**Requirement:**
Write all of the entries again. Keep them exactly as they are.

Stored data entries
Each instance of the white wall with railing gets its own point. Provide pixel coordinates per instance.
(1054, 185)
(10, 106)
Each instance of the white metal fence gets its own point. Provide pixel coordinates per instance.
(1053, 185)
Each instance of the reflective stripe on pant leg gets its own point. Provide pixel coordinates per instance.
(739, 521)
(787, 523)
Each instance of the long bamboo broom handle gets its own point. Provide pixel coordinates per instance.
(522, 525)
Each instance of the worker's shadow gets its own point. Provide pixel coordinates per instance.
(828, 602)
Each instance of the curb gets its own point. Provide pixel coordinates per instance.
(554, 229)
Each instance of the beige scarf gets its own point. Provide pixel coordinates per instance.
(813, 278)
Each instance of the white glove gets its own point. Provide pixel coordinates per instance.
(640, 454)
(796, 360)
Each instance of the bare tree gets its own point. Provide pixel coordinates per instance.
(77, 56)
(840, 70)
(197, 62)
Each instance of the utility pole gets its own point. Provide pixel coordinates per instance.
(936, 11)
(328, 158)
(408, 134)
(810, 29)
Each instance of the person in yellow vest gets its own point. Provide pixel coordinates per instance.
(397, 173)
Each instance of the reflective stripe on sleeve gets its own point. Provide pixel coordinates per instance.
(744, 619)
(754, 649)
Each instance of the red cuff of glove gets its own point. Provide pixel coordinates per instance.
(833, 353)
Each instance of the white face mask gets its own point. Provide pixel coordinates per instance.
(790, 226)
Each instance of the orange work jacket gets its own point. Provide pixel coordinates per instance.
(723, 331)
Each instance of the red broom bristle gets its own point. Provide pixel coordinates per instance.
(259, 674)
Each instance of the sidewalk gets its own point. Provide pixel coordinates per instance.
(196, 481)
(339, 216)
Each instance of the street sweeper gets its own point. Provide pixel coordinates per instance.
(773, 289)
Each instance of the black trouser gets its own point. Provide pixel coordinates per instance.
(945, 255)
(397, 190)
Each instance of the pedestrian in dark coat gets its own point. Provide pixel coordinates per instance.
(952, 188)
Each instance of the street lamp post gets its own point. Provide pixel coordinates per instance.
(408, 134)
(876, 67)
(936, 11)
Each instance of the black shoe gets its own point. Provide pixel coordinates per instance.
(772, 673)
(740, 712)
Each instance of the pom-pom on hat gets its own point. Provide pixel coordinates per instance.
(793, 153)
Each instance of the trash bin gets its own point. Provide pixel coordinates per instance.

**Result of this exercise:**
Each instance of the white wall with railing gets its own point. Provide pixel coordinates per instance.
(1054, 185)
(10, 106)
Each instance of the white metal fence gets its own point. Provide pixel coordinates per instance.
(1053, 185)
Each instance of the reflective stripe on pant leg gets its own point. Provide pixel coordinates per instance.
(739, 521)
(787, 523)
Each instance of the long bamboo broom handle gets its own point. Provide pixel coordinates per instance.
(522, 525)
Each instance of the worker's shadow gets its own point. Provide pixel coordinates per instance.
(828, 602)
Each instance of the curb gets its own point. Provide pixel coordinates per instance.
(554, 229)
Each instance of the beige scarf gets its own point. Provide pixel coordinates per instance.
(813, 278)
Each instance of the white glove gets its own point. Provide pixel coordinates per instance.
(640, 454)
(796, 360)
Each instance of the bare tree gets its own point. Provide pixel coordinates per instance.
(77, 56)
(840, 70)
(197, 62)
Each instance of the utility pole gets its own point. Provide pixel coordinates per instance.
(936, 11)
(328, 158)
(408, 134)
(810, 29)
Each instance of the person in yellow vest gets its own point. Provide pixel coordinates per instance.
(397, 173)
Each instance of the reflective stripe on sleeve gets its own point. Provide pixel coordinates per instance.
(744, 619)
(754, 649)
Each instance of the red cuff of glove gets its own point. Provide pixel coordinates per instance.
(833, 353)
Each instance of the white face mask gets its own point. Provide pixel coordinates per instance.
(790, 226)
Each instance of the orange work jacket gets its own point. Provide pixel coordinates per instance.
(723, 331)
Each instance of the red broom bristle gets its own point. Provide pixel coordinates per instance.
(259, 674)
Each instance of the sidewalk gets its own point. Provide pixel coordinates per instance.
(196, 481)
(339, 216)
Each instance of the street sweeper gets its own point. Provide pixel coordinates per instance.
(773, 289)
Each instance of the black trouser gets its own point. Provide pixel coordinates per instance.
(945, 255)
(397, 190)
Each instance of the pedestrian in dark coat gets its own point. Provide pixel coordinates per instance.
(952, 188)
Each instance of the street lamp post gets its own point. Provide pixel coordinates per instance.
(408, 134)
(876, 67)
(936, 11)
Each instance of the black shoe gets its own point. Provide pixel coordinates per instance.
(772, 673)
(740, 712)
Each instance of the pom-pom on hat gets its own point. Provide pixel coordinates per instance.
(793, 153)
Each instance of the trash bin gets its own point. Provide pixel coordinates per instance.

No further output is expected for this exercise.